## Start EXCERPTED TEXT
Thibaut commented 9 years ago

Thanks for your thoughts, Nick.

I can give (4) a shot in the coming weeks. If we can pull it off (I only thought of it while writing this issue), it'd give us the best of both worlds.

Regarding (5), we'd still get to keep half the features announced at RailsConf (data-turbolinks-permanent).

dhh commented 9 years ago

Thanks for digging into this so clearly. I think it's worth taking a shot at 4, but for me, the most important feature to keep is data-turbolinks-permanent. Can't live without that any more, but could give without the other partial replacements (although I'd prefer not to!).

On Mon, Jun 1, 2015 at 1:34 PM, Thibaut Courouble notifications@github.com wrote:

Thanks for your thoughts, Nick.

I can give (4) a shot in the coming weeks. If we can pull it off (I only thought of it while writing this issue), it'd give us the best of both worlds.

Regarding (5), we'd still get to keep half the features announced at RailsConf (data-turbolinks-permanent).

— Reply to this email directly or view it on GitHub https://github.com/rails/turbolinks/issues/551#issuecomment-107408881.

kristianpd commented 9 years ago

4 sounds achievable up front but I'm worried it may dramatically increase the complexity of our replacement logic and still have gotchas.

I think the trickery will be around data-turbolinks-permanent and data-turbolinks-temporary behaviours in reverse as well as the difference between change and keep.

Page A partial replace with Page B

Page A

<div id="nav" data-turbolinks-permanent="true">
  ...
</div>
<ul id="resources">
  <li>one</li>
  <li>two</li>
</ul>
<div id="timer-banner" data-turbolinks-temporary="true">
  ...
</div>

Page B

  <ul id="resources">
    <li>three</li>
  </ul>
  <div id="something-else-conditionally-shown" data-turbolinks-temporary="true">
     ... 
  </div>

Scenario 1: Turbolinks.visit(url, change: 'resources')

<div id="nav" data-turbolinks-permanent="true">
  ...
</div>
<ul id="resources">
  <li>three</li>
</ul>
<div id="something-else-conditionally-shown" data-turbolinks-temporary="true">
 ...
</div>
<div id="timer-banner" data-turbolinks-temporary="true">
  ...
</div>

Scenario 2: Turbolinks.visit(url, keep: 'resources')

<div id="nav" data-turbolinks-permanent="true">
  ...
</div>
<ul id="resources">
  <li>three</li>
</ul>
<div id="something-else-conditionally-shown" data-turbolinks-temporary="true">
 ...
</div>

So now we want to get back from B to A and If I'm understanding "reverse-apply" correctly, we hope to reverse run the replacement? Does that meen doing a change where we had a keep and vice versa? If we keep just the set of nodes that changed, how do we know exactly where they end up in the DOM structure unless we use the current DOM as a starting point?

<div id="nav" data-turbolinks-permanent="true">
  ...
</div>
<ul id="resources">
  <li>three</li>
</ul>
<!-- I'd expect this to go away -->
<div id="something-else-conditionally-shown" data-turbolinks-temporary="true">
 ...
</div>
<!-- I'd want this to come back -->
<div id="timer-banner" data-turbolinks-temporary="true">
  ...
</div>

In this case it's all a flat node hierarchy, but you could imagine if this was nested we wouldn't really know where to put the nodes if we have no reference point (a handle with the same id in the current DOM).
## End EXCERPTED TEXT
■ WRITTEN PROBLEM A
Extract every line of the records that contains the string "tree", treating uppercase and lowercase letters as distinct.
The text and the records are unrelated to each other.
## Start RECORDED INFORMATION
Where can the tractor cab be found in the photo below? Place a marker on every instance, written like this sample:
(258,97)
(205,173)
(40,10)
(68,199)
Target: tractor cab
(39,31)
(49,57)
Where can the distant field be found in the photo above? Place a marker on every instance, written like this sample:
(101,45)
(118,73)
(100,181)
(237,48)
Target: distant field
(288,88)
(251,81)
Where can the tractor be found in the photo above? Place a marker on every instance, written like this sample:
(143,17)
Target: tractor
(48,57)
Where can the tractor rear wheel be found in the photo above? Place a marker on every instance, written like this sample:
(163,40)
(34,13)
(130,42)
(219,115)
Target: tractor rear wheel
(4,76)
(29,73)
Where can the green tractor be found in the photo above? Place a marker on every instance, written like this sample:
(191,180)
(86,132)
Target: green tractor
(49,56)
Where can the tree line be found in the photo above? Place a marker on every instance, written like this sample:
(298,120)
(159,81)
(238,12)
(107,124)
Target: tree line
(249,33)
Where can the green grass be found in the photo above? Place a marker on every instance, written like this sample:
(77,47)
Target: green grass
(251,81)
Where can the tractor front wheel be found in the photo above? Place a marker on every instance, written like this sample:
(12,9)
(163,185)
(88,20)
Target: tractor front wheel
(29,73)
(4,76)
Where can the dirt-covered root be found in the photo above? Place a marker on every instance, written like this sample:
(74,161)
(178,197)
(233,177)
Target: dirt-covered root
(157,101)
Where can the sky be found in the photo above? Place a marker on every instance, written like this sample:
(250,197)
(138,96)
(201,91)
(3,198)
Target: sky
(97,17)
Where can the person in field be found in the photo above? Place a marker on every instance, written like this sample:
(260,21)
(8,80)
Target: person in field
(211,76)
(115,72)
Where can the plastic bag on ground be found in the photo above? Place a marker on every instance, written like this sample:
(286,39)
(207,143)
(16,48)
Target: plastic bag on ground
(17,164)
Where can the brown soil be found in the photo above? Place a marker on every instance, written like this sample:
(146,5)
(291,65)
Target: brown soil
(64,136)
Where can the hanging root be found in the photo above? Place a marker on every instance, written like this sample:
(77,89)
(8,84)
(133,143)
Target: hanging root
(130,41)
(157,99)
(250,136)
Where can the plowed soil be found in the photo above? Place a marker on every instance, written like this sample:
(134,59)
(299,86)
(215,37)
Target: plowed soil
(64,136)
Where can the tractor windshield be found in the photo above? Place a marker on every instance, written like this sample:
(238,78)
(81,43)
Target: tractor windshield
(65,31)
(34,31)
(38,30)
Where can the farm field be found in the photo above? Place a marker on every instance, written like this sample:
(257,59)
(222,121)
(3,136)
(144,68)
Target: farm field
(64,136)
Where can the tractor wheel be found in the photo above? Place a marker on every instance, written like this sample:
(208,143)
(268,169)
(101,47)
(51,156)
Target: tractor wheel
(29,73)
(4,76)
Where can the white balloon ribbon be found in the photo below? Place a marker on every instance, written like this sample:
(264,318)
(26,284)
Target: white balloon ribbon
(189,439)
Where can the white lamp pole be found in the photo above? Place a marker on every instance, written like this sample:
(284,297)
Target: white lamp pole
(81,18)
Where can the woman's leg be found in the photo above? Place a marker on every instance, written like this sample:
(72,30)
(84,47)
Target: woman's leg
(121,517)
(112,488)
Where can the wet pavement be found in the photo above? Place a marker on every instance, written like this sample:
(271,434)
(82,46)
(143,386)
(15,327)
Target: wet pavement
## End RECORDED INFORMATION
■ WRITTEN PROBLEM B
According to the Turbolinks discussion, which feature does dhh consider the most important to keep?

■ FULL OUTPUT A
Where can the tree line be found in the photo above? Place a marker on every instance, written like this sample:
Target: tree line

■ FULL OUTPUT B
data-turbolinks-permanent